Provided passage
-- -- --

A mechanical integrated circuit can perform computation like a computer, without needing the computer. Credit: Kelby Hochreither/Penn State 


    Someone taps your shoulder. The touch receptors in your skin send a message to your brain, which processes the information and directs you to look left, in the direction of the tap. This processing of mechanical information has now been harnessed by Penn State and U.S. Air Force researchers and integrated into engineered materials that "think."

    The results, published in Nature, are supported by the U.S. National Science Foundation and hinge on a novel, reconfigurable alternative to integrated circuits. Integrated circuits are typically composed of multiple electronic components housed on a single semiconductor material, usually silicon, and run all types of modern electronics, including phones, cars and robots.

    The role of integrated circuits in information processing is similar to the brain's role in the human body. According to the principal investigator, Penn State mechanical engineer, Ryan Harne, integrated circuits are the core constituent needed for scalable computing of signals and information but have never been realized by scientists in any composition other than silicon semiconductors. 

    His team's discovery revealed the opportunity for nearly any material around us to act like its own integrated circuit: being able to "think" about what's happening.

    "We have created the first example of an engineering material that can simultaneously sense, think and act upon mechanical stress without requiring additional circuits to process such signals," Harne said. "The soft polymer material acts like a brain that can receive digital strings of information that are then processed, resulting in new sequences of digital information that can control reactions." 

    The material could use mechanical force to compute complex arithmetic, as Harne and his team demonstrated, or detect radio frequencies to communicate specific light signals, among other potential translation examples. The possibilities are expansive, Harne said, because integrated circuits can be programmed to do so much. 

    According to Harne, the material uses a similar "thinking" process to humans and has potential applications in autonomous search and rescue systems, in infrastructure repairs and even in bio-hybrid materials that can identify, isolate and neutralize airborne pathogens.

-- -- --

Source information
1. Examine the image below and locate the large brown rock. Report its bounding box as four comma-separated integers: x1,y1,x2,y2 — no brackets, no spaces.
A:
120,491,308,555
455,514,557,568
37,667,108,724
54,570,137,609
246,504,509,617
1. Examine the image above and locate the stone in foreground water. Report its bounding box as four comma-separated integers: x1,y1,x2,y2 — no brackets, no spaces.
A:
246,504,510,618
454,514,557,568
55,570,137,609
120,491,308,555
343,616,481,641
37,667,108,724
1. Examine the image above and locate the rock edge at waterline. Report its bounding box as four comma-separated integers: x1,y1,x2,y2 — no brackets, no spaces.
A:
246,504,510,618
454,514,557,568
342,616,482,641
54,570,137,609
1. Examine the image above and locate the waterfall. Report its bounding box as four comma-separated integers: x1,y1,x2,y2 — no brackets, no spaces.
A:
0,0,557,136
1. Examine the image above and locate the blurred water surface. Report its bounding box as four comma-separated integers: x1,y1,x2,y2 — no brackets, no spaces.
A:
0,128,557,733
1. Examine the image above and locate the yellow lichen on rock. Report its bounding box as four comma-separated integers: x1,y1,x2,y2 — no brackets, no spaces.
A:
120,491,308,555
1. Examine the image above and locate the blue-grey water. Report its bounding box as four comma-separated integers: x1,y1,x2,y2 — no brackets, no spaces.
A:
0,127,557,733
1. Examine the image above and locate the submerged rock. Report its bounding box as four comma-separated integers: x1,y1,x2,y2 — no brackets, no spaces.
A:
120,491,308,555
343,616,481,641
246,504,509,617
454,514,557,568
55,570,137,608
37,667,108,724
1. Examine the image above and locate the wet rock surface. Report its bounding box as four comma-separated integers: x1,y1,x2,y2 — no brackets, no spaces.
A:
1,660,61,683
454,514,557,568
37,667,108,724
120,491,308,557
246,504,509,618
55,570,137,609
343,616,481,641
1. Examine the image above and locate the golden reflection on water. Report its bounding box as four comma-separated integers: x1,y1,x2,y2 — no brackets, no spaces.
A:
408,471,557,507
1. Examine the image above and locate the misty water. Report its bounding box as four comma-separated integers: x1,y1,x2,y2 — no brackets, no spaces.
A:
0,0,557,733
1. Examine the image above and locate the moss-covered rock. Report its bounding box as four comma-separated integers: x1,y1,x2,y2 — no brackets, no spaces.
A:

-- -- --

Problem requirements
Restate the passage on mechanical integrated circuits, beginning at the words "The results, published" and stopping after "cars and robots.", and swap "silicon" for "germanium".

Task solution
The results, published in Nature, are supported by the U.S. National Science Foundation and hinge on a novel, reconfigurable alternative to integrated circuits. Integrated circuits are typically composed of multiple electronic components housed on a single semiconductor material, usually germanium, and run all types of modern electronics, including phones, cars and robots.